======== Supplied entries

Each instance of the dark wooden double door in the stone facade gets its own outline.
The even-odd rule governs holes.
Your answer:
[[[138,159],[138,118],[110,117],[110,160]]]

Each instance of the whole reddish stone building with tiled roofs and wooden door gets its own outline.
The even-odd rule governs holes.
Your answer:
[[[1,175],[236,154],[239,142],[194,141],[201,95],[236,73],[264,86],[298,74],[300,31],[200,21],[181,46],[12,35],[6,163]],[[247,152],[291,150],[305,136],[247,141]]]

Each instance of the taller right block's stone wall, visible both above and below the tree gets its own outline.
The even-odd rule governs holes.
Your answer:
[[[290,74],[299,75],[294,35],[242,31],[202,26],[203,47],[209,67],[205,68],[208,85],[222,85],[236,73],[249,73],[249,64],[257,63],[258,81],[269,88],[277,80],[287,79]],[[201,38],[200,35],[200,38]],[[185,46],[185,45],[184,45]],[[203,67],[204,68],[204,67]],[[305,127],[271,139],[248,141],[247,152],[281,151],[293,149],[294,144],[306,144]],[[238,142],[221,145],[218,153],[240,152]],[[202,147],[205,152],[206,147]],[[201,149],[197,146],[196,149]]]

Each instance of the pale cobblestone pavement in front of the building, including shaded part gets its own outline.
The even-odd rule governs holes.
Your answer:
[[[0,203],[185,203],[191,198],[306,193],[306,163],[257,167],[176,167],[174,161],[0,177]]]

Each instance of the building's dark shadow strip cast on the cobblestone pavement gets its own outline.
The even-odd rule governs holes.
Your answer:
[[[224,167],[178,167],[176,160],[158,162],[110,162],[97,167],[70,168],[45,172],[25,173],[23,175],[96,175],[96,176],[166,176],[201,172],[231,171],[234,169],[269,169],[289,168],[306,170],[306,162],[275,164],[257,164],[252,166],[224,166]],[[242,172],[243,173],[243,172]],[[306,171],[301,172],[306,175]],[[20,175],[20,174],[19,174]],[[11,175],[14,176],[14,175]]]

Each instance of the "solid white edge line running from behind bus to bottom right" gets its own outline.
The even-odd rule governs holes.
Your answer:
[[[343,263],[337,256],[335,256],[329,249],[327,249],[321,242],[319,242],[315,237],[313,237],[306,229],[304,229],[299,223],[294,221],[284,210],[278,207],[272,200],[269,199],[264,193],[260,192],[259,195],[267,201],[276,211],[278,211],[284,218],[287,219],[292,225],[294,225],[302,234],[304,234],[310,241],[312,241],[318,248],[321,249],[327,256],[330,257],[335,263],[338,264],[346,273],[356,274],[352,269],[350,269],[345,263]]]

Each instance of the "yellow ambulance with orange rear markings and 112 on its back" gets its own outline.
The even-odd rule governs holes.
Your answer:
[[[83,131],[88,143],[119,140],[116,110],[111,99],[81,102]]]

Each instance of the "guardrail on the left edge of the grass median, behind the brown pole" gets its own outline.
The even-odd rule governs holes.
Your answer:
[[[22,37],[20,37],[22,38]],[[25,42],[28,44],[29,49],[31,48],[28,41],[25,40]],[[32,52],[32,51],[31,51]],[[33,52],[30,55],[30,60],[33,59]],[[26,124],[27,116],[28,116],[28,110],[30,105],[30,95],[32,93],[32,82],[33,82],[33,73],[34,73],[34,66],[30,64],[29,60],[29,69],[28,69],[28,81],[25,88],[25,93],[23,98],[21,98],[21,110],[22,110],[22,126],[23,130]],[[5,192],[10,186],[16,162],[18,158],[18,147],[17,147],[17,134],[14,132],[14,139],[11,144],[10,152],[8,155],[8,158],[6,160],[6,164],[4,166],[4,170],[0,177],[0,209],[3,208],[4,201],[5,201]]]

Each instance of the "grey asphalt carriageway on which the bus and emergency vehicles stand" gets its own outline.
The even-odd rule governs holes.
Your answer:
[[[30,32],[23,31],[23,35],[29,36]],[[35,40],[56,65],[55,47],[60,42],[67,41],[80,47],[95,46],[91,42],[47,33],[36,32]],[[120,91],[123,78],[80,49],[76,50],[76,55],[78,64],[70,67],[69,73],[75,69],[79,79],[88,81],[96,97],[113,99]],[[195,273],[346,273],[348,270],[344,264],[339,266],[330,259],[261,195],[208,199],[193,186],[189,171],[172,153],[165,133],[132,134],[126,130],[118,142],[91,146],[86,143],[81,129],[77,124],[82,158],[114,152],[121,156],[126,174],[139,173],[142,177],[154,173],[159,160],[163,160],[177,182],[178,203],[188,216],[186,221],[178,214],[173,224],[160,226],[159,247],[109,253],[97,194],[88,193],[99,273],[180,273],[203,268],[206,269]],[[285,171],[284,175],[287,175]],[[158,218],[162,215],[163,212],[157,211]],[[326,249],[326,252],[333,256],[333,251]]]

================

» Work order:
If a line appears above, it belongs in your answer, printed exactly.

» Finished task:
Each instance of the dark wooden double door in the stone facade gets its own outline.
The even-odd rule governs holes.
Your answer:
[[[138,159],[138,118],[110,117],[110,160]]]

Each instance of the whole reddish stone building with tiled roofs and wooden door gets its own outline.
The even-odd rule governs holes.
Your answer:
[[[1,175],[236,154],[239,142],[194,141],[201,95],[236,73],[264,86],[298,74],[300,31],[200,21],[181,46],[12,35],[6,163]],[[247,152],[291,150],[305,136],[247,141]]]

Each instance of the taller right block's stone wall, visible both above and below the tree gets its own outline.
The even-odd rule governs holes.
Your answer:
[[[290,74],[299,75],[294,35],[242,31],[202,26],[203,47],[209,67],[205,68],[208,85],[222,85],[236,73],[249,73],[249,64],[257,63],[258,81],[269,88],[277,80],[287,79]],[[201,38],[200,35],[200,38]],[[185,46],[185,45],[184,45]],[[203,67],[204,68],[204,67]],[[305,127],[271,139],[248,141],[247,152],[281,151],[293,149],[294,144],[306,144]],[[238,142],[221,145],[218,153],[240,152]],[[202,147],[205,152],[206,147]],[[201,149],[197,146],[196,149]]]

Each instance of the pale cobblestone pavement in front of the building, including shaded part gets its own outline.
The even-odd rule governs holes.
Your answer:
[[[0,203],[185,203],[191,198],[306,193],[306,163],[257,167],[176,167],[174,161],[0,177]]]

Each instance of the building's dark shadow strip cast on the cobblestone pavement gets its own outline.
The even-odd rule governs holes.
Your answer:
[[[224,167],[178,167],[176,160],[158,162],[110,162],[97,167],[70,168],[45,172],[25,173],[23,175],[96,175],[96,176],[166,176],[201,172],[231,171],[234,169],[269,169],[289,168],[306,170],[306,162],[275,164],[257,164],[252,166],[224,166]],[[242,172],[243,173],[243,172]],[[306,171],[301,172],[306,175]],[[20,175],[20,174],[19,174]],[[11,175],[14,176],[14,175]]]

Each instance of the "solid white edge line running from behind bus to bottom right" gets its own outline.
The even-odd rule governs holes.
Your answer:
[[[343,263],[337,256],[335,256],[329,249],[327,249],[321,242],[319,242],[315,237],[313,237],[306,229],[304,229],[299,223],[294,221],[284,210],[278,207],[272,200],[269,199],[264,193],[260,192],[259,195],[267,201],[276,211],[278,211],[284,218],[287,219],[292,225],[294,225],[302,234],[304,234],[310,241],[312,241],[318,248],[321,249],[327,256],[330,257],[335,263],[338,264],[346,273],[356,274],[352,269],[350,269],[345,263]]]

Each instance of the "yellow ambulance with orange rear markings and 112 on its back" gets its own outline.
The even-odd rule governs holes.
Your answer:
[[[83,131],[88,143],[119,140],[116,110],[111,99],[81,102]]]

Each instance of the "guardrail on the left edge of the grass median, behind the brown pole" gets its own outline.
The even-odd rule governs holes.
Your answer:
[[[22,37],[20,37],[22,38]],[[25,42],[28,44],[29,49],[31,48],[28,41],[25,40]],[[32,52],[32,51],[31,51]],[[33,52],[30,55],[30,60],[33,59]],[[26,124],[27,116],[28,116],[28,110],[30,105],[30,95],[32,93],[32,82],[33,82],[33,73],[34,73],[34,66],[30,64],[29,60],[29,69],[28,69],[28,81],[25,88],[25,93],[23,98],[21,98],[21,110],[22,110],[22,126],[23,130]],[[5,192],[10,186],[16,162],[18,158],[18,147],[17,147],[17,134],[14,132],[14,139],[11,144],[10,152],[8,155],[8,158],[6,160],[6,164],[4,166],[4,170],[0,177],[0,209],[3,208],[4,201],[5,201]]]

Each instance of the "grey asphalt carriageway on which the bus and emergency vehicles stand" gets its own outline.
The even-odd rule governs holes.
Your answer:
[[[30,32],[23,31],[23,35],[29,36]],[[35,40],[56,65],[55,47],[60,42],[67,41],[80,47],[95,46],[91,42],[47,33],[36,32]],[[120,91],[123,78],[80,49],[76,50],[76,55],[78,64],[70,67],[69,73],[75,69],[79,79],[88,81],[96,97],[113,99]],[[195,273],[346,273],[348,270],[344,264],[339,266],[330,259],[261,195],[208,199],[193,186],[189,171],[172,153],[165,133],[132,134],[126,130],[118,142],[91,146],[86,143],[81,129],[77,124],[82,158],[114,152],[121,156],[126,174],[139,173],[142,177],[154,173],[159,160],[163,160],[177,182],[178,203],[188,216],[186,221],[178,214],[173,224],[160,226],[159,247],[109,253],[97,194],[88,193],[99,273],[180,273],[203,268],[206,269]],[[285,171],[284,175],[287,175]],[[158,218],[162,215],[163,212],[157,211]],[[326,249],[326,252],[333,256],[333,251]]]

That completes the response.